» **Using the information**:
**1.** Answer these questions from the text on becoming a school social worker.
(a) How much supervised professional experience in a school setting does NASW require for school social work credentials?
(b) What median annual salary did the BLS report for social workers in 2021?
(c) Which states does the text list as the highest paying?
**2.** Continue the text on becoming a school social worker, starting after its last sentence.

According to the National Association of Social Workers (NASW), individuals interested in securing school social work credentials must have at least two years of supervised professional experience in a school setting. Additionally, prospective school social workers must hold a Council on Social Work Education-accredited master's degree in social work.
Step 4: Continuing Education and Professional Development
Most social workers enter the field because they want to join a helping profession. That does not mean, however, that social work is devoid of ways to enhance career options and increase earning potential.
In addition to earning licensure and school social work certification, these professionals can boost their resumes through additional certifications, graduate certificate programs, and other continuing education opportunities.
Earning a doctoral degree in social work can help professionals develop additional clinical expertise and research skills while expanding their access to various teaching and leadership positions. In clinical settings, those in managerial or leadership roles tend to secure the highest salaries.
School Social Worker Salary and Job Outlook
According to the Bureau of Labor Statistics (BLS), social workers earned a median salary of about $50,390 per year in 2021. The top 10% of earners made more than $82,840 annually.
Additionally, the BLS projects that social work careers should grow by as much as 12% between 2020 and 2030 — this equates to about 89,200 additional social work jobs. Earning potential can vary depending on location, and the highest paying states include Hawaii, Massachusetts, and Washington.
FAQs on Becoming a School Social Worker
Working in public and private K-12 educational settings, school social workers function as part of the support services team and use their expertise to counsel students, parents, teachers, and administrators.
In addition to providing both individual and group counseling services to students, school social workers may also consult with teachers on handling students with emotional, behavioral, social, or mental health challenges. They also regularly meet with students' families to identify issues in their personal lives that may be impacting how they perform at school.
School social workers support students, families, and teachers, and their work can be stressful. As with teachers, it's not uncommon for school social workers to experience burnout if they do not receive the proper support and care.

» **Extracted records**:
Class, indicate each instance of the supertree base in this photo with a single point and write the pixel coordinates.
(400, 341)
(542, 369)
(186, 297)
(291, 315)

» **Responses to the exercise**:
**1.**
(a) At least two years.
(b) About $50,390 per year.
(c) Hawaii, Massachusetts, and Washington.

**2.**
That said, many school social workers also take great pride in their work and feel very fulfilled by helping K-12 students work through social, emotional, and behavioral challenges. Not every social worker is cut out to work in schools, making it important for those considering this option to think carefully about how to proceed.
The most effective school social workers possess skills that help them weather difficult days, empathize with students, and maintain perspective throughout their careers. These professionals must be able to communicate with many kinds of people and participate in active listening at all times.
Cultural competence also plays an important role, as school counselors work with students from many different backgrounds, cultures, and experiences. Lastly, organization is also critical since school social workers often have many open cases at any given time.
Resources for School Social Workers
- School Social Work Association of America: This professional membership group provides members access to resources, continuing education programming, advocacy, certifications, and in-person and online events.
- Social Workers in Schools Occupational Profile: NASW's Center for Workforce Studies & Social Work Practice put together this document that provides an in-depth look at the career.
- School Social Work Network: This free online resource provides access to research, industry tools, and resources to help these professionals improve their skills and knowledge.
- inSocialWork Podcast: The University at Buffalo provides this acclaimed podcast that talks about common issues in social work, including those that school social workers encounter.